作業内容
啄木と新聞をめぐる講演録を、示された最後の文の後から書き進めてください。

引用文
╔══
第94回 小樽啄木忌の集い 講演
 
「小樽のかたみ」のおもしろさ
第2回
 
新谷 保人
(スワン社/「おたる新報」編集長)
 
 
新聞に対する批評は概ね好評たり。
小樽新聞は我が三面を恐ると、さもあるべし。
(啄木 明治四十年丁未歳日誌/十月二十四日)
 
 

1.「小樽のかたみ」とは?
 @小樽日報社
 A三面主任
 B明治四十年十二月十二日
 C「小樽日報と予」

2.小樽日報と釧路新聞
 @函館日日新聞〜北門新報
 A小樽日報
 B釧路新聞
 C東京朝日新聞

3.「小樽のかたみ」のおもしろさ
 @十月十五日・初号発刊
 A「手宮駅員の自殺未遂」
 B「昨日の初雪」
 C「お嬢様派出所を狙ふ」
 D「出没自在の美人」
 E「天下一品怪美人の艶書」
 F「雪の夜」

4.新聞記者・啄木
 @「東京スポーツ」
 A読者
 
 
 

 
 2.小樽日報と釧路新聞
 
 @ 函館日日新聞〜北門新報
 
 啄木がその短い生涯にわたってかかわった新聞は五紙。仕事に就いた順にいうと、明治40年の「函館日日新聞」、「北門新報」、「小樽日報」。41年の「釧路新聞」。あと、東京に戻ってからの「東京朝日新聞」です。
 
 この内、函館日日新聞については、啄木が遊軍記者の仕事を引き受けたのが明治40年8月18日。そして、函館大火が起こったのが、その一週間後の8月25日ということを考えますと、あまり、函館日日と啄木の絡みというものは薄いような気がします。
╚══
データ行
╔══
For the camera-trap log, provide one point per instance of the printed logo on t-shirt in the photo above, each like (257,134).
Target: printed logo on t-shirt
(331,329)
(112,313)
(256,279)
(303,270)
╚══
回答
 ただ、函館日日の主筆だった斎藤大硯との交遊は、後の小樽時代になっても続きますから、そこだけは要注意といったところでしょうか。啄木も「樺太に入りて/新しき宗教を創めむといふ/友なりしかな」と、かなり印象深い歌を残していますね。
 
 あと、北門新報と東京朝日新聞については、啄木は「校正子」として雇われていますので、小樽日報や釧路新聞のように第一線の新聞記者稼業とは少しばかりニュアンスがちがうと思います。
 北門新報などでは、さっそく歌壇を起こしたりしていますので、単なる校正子ではなかったんじゃないかという気もするのですが、いかんせん、札幌にいたのは三週間ばかりなので、あまりその実体がつかめません。
 
 A 小樽日報
 
 新聞記者をやっていたといっても、現在の新聞記者のように、自分の足で取材し記事も書く…といったスタイルではないのでご注意ください。この頃の新聞記者の仕事は、主に新聞の割り付けと記事作成です。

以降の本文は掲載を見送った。